Le projet de loi de transformation de la fonction publique, sur lequel le Gouvernement avait engagé à la fin du mois de mars dernier une procédure accélérée, a été définitivement adopté, passant sans difficultés le cap du Conseil Constitutionnel le 1er août.


Le juge constitutionnel a validé les dispositions pour lesquelles il avait été saisi, notamment l'encadrement du droit de grève dans certains services publics locaux, et l'ouverture des emplois aux contractuels.



Malgré les critiques fortes sur le texte, notamment de la part des syndicats de fonctionnaires pointant du doigt la précarisation toujours plus importante qu’il impose au statut, la "privatisation de la fonction publique" dénoncée est à nuancer. A l’inverse, d’autres voix regrettent la nature purement technique du texte, qui ne « transforme » pas la fonction publique comme il prétend le faire.
------
▶ Consigne A
Les affirmations suivantes concordent-elles avec l'extrait de la page ? Répondez par oui ou par non pour chacune, en citant les mots décisifs de l'extrait.
(i) Le projet de loi a franchi l'étape du Conseil constitutionnel le 1er août.
(ii) Le Gouvernement avait engagé une procédure accélérée au mois de juin.
(iii) Le juge constitutionnel a censuré l'ouverture des emplois aux contractuels.
▶ Consigne B
Dans l'extrait de la page, remplacez "juge constitutionnel" par "Conseil constitutionnel" et recopiez le passage qui commence aux mots "Le juge constitutionnel" et s'arrête après "emplois aux contractuels.".
▶ Consigne C
Répondez à ces questions d'après l'extrait de la page.
(i) À quelle date le projet de loi a-t-il passé le cap du Conseil constitutionnel ?
(ii) Quel droit est encadré dans certains services publics locaux ?
(iii) Qui pointe du doigt la précarisation imposée au statut ?

▶ Extrait des données
------
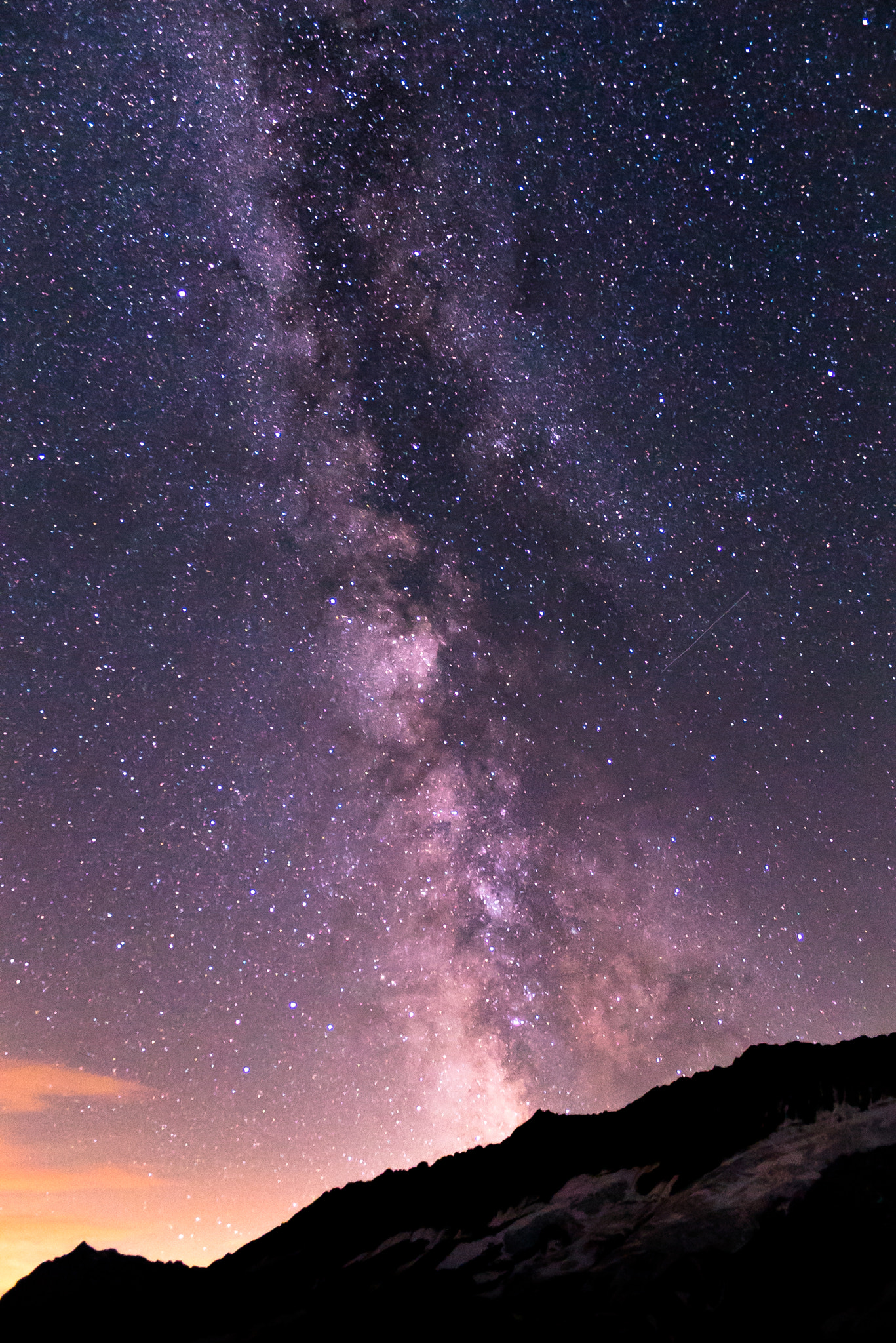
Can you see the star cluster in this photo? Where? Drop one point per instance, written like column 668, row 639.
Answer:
column 393, row 394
------
▶ Réponse attendue A
(i) Oui : « passant sans difficultés le cap du Conseil Constitutionnel le 1er août ».
(ii) Non : « à la fin du mois de mars dernier ».
(iii) Non : « Le juge constitutionnel a validé les dispositions pour lesquelles il avait été saisi, notamment l'encadrement du droit de grève dans certains services publics locaux, et l'ouverture des emplois aux contractuels ».

▶ Réponse attendue B
Le Conseil constitutionnel a validé les dispositions pour lesquelles il avait été saisi, notamment l'encadrement du droit de grève dans certains services publics locaux, et l'ouverture des emplois aux contractuels.

▶ Réponse attendue C
(i) Le 1er août.
(ii) Le droit de grève.
(iii) Les syndicats de fonctionnaires.